START Provided material

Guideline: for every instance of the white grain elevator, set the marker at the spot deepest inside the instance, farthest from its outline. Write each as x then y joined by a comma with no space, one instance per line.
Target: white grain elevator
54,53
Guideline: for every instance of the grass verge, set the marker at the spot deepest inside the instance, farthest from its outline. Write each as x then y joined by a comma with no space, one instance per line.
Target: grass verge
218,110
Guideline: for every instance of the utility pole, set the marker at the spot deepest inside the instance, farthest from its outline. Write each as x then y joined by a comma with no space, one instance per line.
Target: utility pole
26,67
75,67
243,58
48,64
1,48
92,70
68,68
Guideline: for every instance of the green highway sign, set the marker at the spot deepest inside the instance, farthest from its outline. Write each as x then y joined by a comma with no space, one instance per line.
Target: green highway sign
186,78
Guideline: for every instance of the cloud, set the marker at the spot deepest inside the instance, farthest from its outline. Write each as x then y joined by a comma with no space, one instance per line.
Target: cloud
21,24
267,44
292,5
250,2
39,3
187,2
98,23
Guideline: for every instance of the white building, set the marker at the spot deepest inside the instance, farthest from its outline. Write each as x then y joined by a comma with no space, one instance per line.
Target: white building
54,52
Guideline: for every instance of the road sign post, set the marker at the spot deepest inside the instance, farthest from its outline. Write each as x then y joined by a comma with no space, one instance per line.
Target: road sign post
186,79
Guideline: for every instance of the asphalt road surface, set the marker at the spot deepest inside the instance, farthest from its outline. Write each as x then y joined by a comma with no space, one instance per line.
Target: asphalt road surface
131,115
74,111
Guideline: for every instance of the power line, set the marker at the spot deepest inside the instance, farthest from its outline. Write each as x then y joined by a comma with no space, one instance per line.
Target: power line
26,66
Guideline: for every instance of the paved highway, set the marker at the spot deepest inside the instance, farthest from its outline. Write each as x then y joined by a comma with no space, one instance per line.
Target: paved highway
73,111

END Provided material

▶ _Exercise directions_
Render all of the material above as a two-column CSV with the header row "request,response": one row per request, with the request's text in the first column and its answer in the second. Put each field in double quotes and turn any line breaks into spaces.

▶ _Output_
request,response
"Guideline: for every instance of the white grain elevator, set the marker at the spot deepest inside the instance, farthest from its outline. Write each as x then y joined by a comma with no space, one instance per line. Target: white grain elevator","54,53"
"Guideline: for every instance of the grass verge, set the marker at the spot deepest inside the instance, farthest from its outline. Write each as x then y joined by a comma with no space, one instance per line. Target: grass verge","218,110"
"Guideline: for every instance of the utility pole, set the marker at the spot deepest inside the instance, farthest from its outline. Write each as x then y joined by a comma with no space, one instance per line. Target: utility pole","26,67 75,67 243,58 48,64 1,48 92,70 68,68"
"Guideline: for every instance of the green highway sign, set the marker at the spot deepest inside the instance, farthest from its outline. Write each as x then y joined by a comma with no space, one instance per line. Target: green highway sign","186,78"
"Guideline: for every instance of the cloud, set the marker at the spot deepest inside the instance, farthest from its outline. Write each as x then y joined by a comma with no space, one instance per line. Target: cloud","21,24 267,44 292,5 250,2 39,3 187,2 98,23"
"Guideline: for every instance of the white building, set the marker at the spot deepest inside the instance, farthest from its outline. Write each as x then y joined by a comma with no space, one instance per line. Target: white building","54,52"
"Guideline: for every instance of the road sign post, set the marker at the spot deepest inside the instance, farthest from its outline. Write each as x then y joined by a comma with no space, one instance per line. Target: road sign post","186,79"
"Guideline: for every instance of the asphalt road surface, set the marker at the spot deepest inside the instance, farthest from its outline. Write each as x then y joined by a comma with no space, one instance per line. Target: asphalt road surface","131,115 74,111"
"Guideline: for every instance of the power line, set the marker at the spot deepest inside the instance, farthest from its outline. Write each as x then y joined by a comma with no space, one instance per line. Target: power line","26,66"
"Guideline: for every instance of the paved highway, set the marker at the spot deepest inside the instance, farthest from its outline. Write each as x then y joined by a comma with no space, one instance per line. Target: paved highway","73,111"